- Fragmento del texto -
▼
Es lo que Marià Corbí plantea como las “experiencias silenciosas” que son parte fundamental de la estructura de todo conocimiento, las cuales devienen desde “experiencias de realidad”, es decir, vivencias que desbordan nuestros conceptos y saberes, en el encuentro con aquello que nos deja sin palabra (al menos, excediendo los términos conocidos), en silencio, sólo contemplando, y viendo la manera de “incorporar” aquella novedad, resignificando saberes o creando nuevos. Por ello, se podría decir que contar con mayor conocimiento teológico no significa crear nociones clausuradas y sistemáticas, sino más bien tener la capacidad de aprehender y ser conscientes de los desbordes que nos rodean. De ello dependerá nuestra capacidad crítica, nuestro sentido de utopía, nuestra posibilidad de contextualización, revisión y reimaginación.
▲
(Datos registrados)
▼
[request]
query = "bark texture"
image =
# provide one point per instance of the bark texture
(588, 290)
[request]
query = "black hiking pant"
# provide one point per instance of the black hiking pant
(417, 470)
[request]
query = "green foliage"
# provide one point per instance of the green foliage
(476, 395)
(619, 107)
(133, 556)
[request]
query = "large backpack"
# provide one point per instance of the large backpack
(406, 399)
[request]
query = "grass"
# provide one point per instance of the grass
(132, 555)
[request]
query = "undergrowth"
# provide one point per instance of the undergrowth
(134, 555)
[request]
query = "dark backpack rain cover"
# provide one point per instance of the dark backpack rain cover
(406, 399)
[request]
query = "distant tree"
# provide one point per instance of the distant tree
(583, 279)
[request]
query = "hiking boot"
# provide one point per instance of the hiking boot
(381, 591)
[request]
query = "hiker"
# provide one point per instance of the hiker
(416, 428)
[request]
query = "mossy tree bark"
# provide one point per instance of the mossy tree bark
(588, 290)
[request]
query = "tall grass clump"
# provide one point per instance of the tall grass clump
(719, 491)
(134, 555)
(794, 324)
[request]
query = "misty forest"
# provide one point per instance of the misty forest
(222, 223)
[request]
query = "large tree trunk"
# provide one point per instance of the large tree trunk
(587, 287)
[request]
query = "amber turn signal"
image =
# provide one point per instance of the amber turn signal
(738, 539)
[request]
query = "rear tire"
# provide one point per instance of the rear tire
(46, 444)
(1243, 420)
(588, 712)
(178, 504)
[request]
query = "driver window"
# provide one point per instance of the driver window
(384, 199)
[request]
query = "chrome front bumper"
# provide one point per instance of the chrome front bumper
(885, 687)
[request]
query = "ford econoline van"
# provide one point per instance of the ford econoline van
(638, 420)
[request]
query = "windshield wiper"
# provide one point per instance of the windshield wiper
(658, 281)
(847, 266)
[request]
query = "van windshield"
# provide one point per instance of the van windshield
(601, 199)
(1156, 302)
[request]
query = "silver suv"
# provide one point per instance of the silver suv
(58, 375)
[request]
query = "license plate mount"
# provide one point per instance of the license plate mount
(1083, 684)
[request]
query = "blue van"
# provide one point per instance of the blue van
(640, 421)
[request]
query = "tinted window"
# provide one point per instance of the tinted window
▲
- Qué se pide -
1. Reproduce el fragmento entre "Es lo que Marià" y "revisión y reimaginación.", ambos incluidos, y cambia "teológico" por "filosófico".
2. Según el fragmento, ¿qué son las "experiencias de realidad"?
Los registros proceden de otra fuente.

- Resultados -
1.
Es lo que Marià Corbí plantea como las “experiencias silenciosas” que son parte fundamental de la estructura de todo conocimiento, las cuales devienen desde “experiencias de realidad”, es decir, vivencias que desbordan nuestros conceptos y saberes, en el encuentro con aquello que nos deja sin palabra (al menos, excediendo los términos conocidos), en silencio, sólo contemplando, y viendo la manera de “incorporar” aquella novedad, resignificando saberes o creando nuevos. Por ello, se podría decir que contar con mayor conocimiento filosófico no significa crear nociones clausuradas y sistemáticas, sino más bien tener la capacidad de aprehender y ser conscientes de los desbordes que nos rodean. De ello dependerá nuestra capacidad crítica, nuestro sentido de utopía, nuestra posibilidad de contextualización, revisión y reimaginación.

2. Son vivencias que desbordan nuestros conceptos y saberes.